Image-backed grounding data
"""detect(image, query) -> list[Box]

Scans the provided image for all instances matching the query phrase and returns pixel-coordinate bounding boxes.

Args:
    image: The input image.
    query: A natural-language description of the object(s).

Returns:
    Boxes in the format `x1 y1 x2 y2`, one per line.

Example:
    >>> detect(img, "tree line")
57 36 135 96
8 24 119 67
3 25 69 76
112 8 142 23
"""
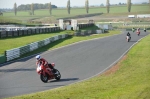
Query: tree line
13 0 149 16
17 3 57 11
66 0 132 14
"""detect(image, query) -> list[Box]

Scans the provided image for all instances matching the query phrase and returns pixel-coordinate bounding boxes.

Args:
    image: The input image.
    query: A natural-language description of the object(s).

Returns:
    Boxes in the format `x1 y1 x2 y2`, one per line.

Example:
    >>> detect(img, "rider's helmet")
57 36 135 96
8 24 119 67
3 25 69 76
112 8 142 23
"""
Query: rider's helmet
35 55 41 60
51 63 55 67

→ Exercise goal:
Each entry must be retyped word for word, with every image omitted.

→ Solution below:
"""detect(image, query) -> list[Box]

Scans the provided image for all instances matching the query phrase and returns pixel-coordinate bounding boxes.

Args:
    image: The input image.
    query: A natural-language description of the object(s).

Returns:
    Boxes in the format `x1 y1 x2 y2`, one per line.

Example:
    >>> detect(img, "tree line")
57 36 135 96
8 24 119 67
3 25 69 76
112 8 142 23
"""
Query: tree line
13 0 149 16
17 3 57 11
66 0 132 14
"""detect(image, query) -> list[Box]

Scans the provided image for all instances matching the query phrase and returns pixel-coordinate bounding boxes.

Args:
    image: The input image.
    query: A natural-language description of the object(s).

Returns:
    Boxes in the format `x1 y1 x2 y2`, one per line.

Example:
    >>> detect(img, "rider's helmet")
57 36 135 96
8 24 119 67
3 25 69 76
112 8 142 23
"""
Query: rider's helmet
35 55 41 60
51 63 55 67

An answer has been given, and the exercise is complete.